--- START RECORD SET ---

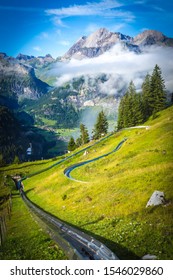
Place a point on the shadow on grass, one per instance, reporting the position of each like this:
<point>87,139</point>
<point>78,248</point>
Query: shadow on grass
<point>120,251</point>
<point>21,167</point>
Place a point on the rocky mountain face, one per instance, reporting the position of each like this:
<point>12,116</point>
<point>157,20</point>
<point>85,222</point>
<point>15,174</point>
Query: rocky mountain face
<point>103,40</point>
<point>18,81</point>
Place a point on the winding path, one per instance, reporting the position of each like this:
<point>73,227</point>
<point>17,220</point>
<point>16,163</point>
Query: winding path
<point>76,244</point>
<point>68,170</point>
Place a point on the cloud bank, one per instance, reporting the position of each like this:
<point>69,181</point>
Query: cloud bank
<point>120,66</point>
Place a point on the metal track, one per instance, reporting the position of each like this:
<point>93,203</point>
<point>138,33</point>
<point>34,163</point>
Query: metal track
<point>75,243</point>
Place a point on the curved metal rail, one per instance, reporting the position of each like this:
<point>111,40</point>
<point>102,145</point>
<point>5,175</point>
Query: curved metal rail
<point>68,170</point>
<point>76,244</point>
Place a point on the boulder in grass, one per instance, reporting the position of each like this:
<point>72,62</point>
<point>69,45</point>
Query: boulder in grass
<point>157,198</point>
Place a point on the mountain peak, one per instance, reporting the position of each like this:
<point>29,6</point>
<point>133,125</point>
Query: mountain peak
<point>149,37</point>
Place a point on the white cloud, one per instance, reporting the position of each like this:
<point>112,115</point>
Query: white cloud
<point>121,66</point>
<point>64,43</point>
<point>105,8</point>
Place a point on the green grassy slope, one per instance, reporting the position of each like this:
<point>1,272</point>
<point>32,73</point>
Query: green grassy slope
<point>112,204</point>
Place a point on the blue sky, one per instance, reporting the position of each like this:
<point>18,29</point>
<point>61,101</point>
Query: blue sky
<point>38,27</point>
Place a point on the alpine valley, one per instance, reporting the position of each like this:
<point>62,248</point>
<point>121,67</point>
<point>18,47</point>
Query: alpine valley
<point>43,100</point>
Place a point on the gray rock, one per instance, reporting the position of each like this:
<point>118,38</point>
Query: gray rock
<point>157,198</point>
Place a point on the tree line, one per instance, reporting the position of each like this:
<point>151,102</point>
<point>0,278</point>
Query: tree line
<point>100,129</point>
<point>135,108</point>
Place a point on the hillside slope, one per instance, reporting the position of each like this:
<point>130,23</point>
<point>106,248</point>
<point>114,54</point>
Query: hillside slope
<point>112,204</point>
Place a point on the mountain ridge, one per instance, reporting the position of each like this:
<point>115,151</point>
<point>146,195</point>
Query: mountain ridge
<point>102,40</point>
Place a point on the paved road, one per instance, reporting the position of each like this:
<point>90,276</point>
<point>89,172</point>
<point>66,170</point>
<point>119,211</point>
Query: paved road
<point>75,243</point>
<point>68,170</point>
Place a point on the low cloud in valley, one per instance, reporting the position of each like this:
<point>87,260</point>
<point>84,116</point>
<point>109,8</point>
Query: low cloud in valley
<point>120,65</point>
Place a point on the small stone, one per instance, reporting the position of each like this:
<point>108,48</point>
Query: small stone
<point>157,198</point>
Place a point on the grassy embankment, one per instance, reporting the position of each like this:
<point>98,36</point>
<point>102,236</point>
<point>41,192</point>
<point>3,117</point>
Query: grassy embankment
<point>112,205</point>
<point>25,239</point>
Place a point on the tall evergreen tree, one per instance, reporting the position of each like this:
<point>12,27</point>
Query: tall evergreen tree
<point>130,109</point>
<point>101,126</point>
<point>84,135</point>
<point>71,144</point>
<point>147,109</point>
<point>157,98</point>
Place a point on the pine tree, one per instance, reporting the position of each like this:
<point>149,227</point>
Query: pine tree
<point>84,136</point>
<point>157,98</point>
<point>71,144</point>
<point>101,126</point>
<point>147,109</point>
<point>130,109</point>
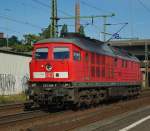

--- END RECORD SET ---

WHAT YOU SHOULD DO — Rewrite the lines from the one holding "Place a point on the pine" through the end of the items, inclusive, requests and all, shifting each coordinate in the answer points up by 118 while keeping the request and sample point numbers as they are. Leave the pictures out of your answer.

SOLUTION TO THE EXERCISE —
Place a point on the pine tree, one per instance, reporting the position of each like this:
<point>149,227</point>
Query: pine tree
<point>202,254</point>
<point>275,216</point>
<point>189,262</point>
<point>219,244</point>
<point>265,227</point>
<point>248,227</point>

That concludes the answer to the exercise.